— START EXTRACT —

PMUs for different microarchitectures are different, with differing
numbers of counters, sets of supported events, and potentially differing
filtering features. Due to this, it is not possible to provide access to
all PMU features through a unified interface.
Instead, this series provides a logical PMU for each microarchitecture,
which provides events for a subset of CPUs in the system. Events are
allowed to migrate between CPUs of the same microarchitecture, but are
filtered before they can be scheduled on other CPUs. Each logical PMU
rejects CPU-bound events for CPUs of other microarchtiectures.

— END EXTRACT —

__YOUR TASK__
Can you return the stretch of the PMU passage from "PMUs for different" through "of other microarchtiectures.", word for word? The records that follow are separate from the PMU passage.

— START DATASET CONTENT —

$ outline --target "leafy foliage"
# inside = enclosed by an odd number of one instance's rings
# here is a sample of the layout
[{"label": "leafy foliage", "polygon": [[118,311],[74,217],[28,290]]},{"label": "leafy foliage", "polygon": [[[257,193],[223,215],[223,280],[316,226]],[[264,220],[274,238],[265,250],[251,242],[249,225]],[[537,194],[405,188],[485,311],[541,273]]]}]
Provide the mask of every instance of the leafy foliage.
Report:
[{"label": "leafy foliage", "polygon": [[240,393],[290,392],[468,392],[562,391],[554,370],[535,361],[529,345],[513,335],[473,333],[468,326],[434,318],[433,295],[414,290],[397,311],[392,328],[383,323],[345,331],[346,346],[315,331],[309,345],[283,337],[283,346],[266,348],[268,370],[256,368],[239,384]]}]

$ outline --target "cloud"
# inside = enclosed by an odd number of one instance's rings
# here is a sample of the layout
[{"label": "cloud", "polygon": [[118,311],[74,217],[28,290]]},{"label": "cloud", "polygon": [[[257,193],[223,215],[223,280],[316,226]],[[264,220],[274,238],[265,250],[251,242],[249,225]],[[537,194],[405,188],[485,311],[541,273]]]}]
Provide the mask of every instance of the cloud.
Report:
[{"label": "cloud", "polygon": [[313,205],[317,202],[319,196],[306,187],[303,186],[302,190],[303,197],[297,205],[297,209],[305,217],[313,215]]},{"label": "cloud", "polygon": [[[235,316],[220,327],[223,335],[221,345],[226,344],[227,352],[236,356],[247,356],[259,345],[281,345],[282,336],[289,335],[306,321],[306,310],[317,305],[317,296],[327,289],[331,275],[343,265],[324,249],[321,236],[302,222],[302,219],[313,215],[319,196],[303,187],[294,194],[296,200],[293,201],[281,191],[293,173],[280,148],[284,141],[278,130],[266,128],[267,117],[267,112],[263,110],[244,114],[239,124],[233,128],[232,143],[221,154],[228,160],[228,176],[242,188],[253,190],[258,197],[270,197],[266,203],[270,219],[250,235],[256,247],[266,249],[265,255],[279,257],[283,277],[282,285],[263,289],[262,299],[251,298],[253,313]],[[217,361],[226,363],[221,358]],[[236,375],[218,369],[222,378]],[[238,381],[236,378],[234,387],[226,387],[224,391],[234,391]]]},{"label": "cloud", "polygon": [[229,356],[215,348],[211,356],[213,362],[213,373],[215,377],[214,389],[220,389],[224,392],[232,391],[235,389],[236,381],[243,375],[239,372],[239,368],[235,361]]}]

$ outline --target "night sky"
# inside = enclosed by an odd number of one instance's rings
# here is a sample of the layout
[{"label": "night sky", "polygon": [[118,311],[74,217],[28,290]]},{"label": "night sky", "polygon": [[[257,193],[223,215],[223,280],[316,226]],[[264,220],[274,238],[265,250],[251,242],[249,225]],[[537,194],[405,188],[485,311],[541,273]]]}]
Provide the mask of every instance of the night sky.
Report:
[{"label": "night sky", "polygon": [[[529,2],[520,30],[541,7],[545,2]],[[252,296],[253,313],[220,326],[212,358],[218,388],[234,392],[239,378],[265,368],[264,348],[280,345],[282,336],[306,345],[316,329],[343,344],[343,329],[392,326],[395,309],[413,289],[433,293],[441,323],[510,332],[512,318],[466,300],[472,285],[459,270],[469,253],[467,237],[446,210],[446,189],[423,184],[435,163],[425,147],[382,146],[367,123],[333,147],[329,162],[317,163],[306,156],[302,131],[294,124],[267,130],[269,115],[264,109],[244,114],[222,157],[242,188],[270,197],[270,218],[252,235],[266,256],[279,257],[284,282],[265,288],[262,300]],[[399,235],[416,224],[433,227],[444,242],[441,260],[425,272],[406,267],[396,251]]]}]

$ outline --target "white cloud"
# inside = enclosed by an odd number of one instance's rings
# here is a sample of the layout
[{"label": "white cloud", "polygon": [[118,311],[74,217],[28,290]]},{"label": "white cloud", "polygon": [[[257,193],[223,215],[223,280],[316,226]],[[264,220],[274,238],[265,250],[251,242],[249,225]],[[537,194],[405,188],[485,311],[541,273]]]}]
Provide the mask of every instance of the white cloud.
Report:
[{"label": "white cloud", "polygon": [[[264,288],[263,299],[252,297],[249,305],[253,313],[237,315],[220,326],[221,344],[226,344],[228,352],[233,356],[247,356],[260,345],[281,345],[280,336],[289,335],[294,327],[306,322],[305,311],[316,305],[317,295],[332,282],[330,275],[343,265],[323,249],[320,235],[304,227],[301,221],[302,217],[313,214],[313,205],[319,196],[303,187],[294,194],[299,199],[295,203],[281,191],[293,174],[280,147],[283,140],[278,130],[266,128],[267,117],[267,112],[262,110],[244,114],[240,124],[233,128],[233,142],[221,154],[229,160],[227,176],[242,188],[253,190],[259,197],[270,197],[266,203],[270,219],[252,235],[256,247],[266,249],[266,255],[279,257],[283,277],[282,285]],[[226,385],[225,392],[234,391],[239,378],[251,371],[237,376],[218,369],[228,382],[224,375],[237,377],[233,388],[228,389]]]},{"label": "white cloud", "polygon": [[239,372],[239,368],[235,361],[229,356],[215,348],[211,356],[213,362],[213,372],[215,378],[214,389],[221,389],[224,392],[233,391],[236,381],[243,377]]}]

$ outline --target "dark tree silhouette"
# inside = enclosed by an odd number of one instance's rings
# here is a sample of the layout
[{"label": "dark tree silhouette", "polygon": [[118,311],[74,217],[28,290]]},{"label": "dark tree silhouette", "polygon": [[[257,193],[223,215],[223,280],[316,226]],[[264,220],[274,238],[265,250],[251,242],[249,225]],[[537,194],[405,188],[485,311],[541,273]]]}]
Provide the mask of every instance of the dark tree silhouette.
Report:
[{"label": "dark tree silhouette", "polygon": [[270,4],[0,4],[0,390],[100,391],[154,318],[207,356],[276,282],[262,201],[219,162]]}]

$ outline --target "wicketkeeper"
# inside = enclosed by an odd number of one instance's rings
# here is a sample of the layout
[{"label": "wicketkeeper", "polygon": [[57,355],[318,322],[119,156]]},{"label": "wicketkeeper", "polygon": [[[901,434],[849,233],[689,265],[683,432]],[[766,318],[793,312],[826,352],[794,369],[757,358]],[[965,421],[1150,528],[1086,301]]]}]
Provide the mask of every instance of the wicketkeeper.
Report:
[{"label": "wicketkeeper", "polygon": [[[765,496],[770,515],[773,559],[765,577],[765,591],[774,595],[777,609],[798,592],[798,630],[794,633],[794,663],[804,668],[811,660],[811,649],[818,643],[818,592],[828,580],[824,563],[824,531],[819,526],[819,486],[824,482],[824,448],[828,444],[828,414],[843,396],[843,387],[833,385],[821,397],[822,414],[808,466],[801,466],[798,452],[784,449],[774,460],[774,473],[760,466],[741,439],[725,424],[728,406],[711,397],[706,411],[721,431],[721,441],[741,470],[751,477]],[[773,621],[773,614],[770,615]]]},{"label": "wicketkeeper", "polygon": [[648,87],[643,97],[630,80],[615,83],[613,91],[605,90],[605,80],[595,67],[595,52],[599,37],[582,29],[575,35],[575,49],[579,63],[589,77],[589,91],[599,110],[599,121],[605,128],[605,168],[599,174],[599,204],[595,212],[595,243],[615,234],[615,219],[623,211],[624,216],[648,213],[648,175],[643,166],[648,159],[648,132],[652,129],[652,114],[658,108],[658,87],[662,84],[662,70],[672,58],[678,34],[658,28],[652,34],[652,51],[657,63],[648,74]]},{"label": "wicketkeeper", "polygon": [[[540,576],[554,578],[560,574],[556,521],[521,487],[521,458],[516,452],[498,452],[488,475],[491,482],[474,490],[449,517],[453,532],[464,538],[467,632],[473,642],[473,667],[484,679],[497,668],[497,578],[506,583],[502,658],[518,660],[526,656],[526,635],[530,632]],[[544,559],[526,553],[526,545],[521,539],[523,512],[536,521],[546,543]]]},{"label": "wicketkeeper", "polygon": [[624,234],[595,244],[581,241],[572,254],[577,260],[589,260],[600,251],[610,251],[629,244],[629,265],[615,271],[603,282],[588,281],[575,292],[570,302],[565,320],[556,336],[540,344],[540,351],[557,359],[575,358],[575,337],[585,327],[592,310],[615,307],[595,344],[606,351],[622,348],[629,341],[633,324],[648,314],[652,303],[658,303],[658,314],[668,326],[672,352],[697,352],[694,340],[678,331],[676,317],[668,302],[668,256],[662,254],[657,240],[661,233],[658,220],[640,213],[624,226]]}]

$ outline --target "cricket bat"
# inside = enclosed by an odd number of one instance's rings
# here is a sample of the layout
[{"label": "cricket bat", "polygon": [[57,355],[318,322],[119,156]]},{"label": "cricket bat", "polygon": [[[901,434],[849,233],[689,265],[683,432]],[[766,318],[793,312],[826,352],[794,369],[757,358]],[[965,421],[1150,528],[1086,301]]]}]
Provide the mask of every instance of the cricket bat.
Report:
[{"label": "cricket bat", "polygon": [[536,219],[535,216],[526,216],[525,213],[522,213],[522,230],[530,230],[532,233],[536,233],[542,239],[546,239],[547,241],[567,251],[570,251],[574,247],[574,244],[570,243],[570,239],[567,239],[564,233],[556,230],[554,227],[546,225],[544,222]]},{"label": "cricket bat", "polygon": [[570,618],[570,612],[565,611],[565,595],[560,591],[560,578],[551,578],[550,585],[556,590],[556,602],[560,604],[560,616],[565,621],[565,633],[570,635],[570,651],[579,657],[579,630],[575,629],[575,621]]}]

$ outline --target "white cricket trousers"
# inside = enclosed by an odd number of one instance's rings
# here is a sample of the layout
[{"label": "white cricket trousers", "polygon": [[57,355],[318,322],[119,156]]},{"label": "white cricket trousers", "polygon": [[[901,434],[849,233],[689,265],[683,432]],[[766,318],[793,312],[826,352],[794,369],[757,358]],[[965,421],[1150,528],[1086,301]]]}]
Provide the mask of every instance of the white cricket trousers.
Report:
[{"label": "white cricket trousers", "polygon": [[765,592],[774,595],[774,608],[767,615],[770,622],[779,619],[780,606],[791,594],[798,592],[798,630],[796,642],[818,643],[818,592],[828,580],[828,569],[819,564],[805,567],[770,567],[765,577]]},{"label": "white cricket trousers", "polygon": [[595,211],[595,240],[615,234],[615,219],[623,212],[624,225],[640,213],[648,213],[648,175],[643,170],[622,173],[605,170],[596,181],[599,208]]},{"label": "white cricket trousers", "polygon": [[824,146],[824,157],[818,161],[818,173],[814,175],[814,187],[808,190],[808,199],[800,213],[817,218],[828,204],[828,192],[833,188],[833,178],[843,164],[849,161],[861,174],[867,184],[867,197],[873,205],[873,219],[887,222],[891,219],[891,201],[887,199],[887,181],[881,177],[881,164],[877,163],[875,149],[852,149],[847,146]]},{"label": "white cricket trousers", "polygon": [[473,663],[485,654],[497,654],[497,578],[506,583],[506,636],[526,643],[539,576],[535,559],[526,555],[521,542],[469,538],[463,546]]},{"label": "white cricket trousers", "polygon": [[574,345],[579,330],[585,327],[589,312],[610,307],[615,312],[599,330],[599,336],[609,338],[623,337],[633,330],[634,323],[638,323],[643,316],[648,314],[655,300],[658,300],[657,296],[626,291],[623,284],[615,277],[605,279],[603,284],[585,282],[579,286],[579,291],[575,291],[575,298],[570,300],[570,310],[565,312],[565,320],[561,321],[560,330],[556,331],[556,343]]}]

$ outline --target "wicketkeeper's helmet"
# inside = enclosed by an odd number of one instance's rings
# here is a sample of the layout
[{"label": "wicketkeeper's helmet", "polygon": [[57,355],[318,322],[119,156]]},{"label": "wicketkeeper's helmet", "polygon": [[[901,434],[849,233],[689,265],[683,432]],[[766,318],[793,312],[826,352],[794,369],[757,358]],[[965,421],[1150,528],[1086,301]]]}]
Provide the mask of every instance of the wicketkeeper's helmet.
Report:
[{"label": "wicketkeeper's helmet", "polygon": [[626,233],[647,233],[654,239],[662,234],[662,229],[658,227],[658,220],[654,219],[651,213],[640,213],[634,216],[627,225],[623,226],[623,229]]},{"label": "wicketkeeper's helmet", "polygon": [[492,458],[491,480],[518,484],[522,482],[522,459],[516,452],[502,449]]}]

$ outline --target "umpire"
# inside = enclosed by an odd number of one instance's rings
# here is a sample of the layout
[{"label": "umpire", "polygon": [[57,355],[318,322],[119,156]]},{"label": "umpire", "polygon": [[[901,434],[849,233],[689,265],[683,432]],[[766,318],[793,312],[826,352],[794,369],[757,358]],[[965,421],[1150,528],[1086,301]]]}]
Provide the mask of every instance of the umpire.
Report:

— END DATASET CONTENT —

__IN RESPONSE__
PMUs for different microarchitectures are different, with differing
numbers of counters, sets of supported events, and potentially differing
filtering features. Due to this, it is not possible to provide access to
all PMU features through a unified interface.
Instead, this series provides a logical PMU for each microarchitecture,
which provides events for a subset of CPUs in the system. Events are
allowed to migrate between CPUs of the same microarchitecture, but are
filtered before they can be scheduled on other CPUs. Each logical PMU
rejects CPU-bound events for CPUs of other microarchtiectures.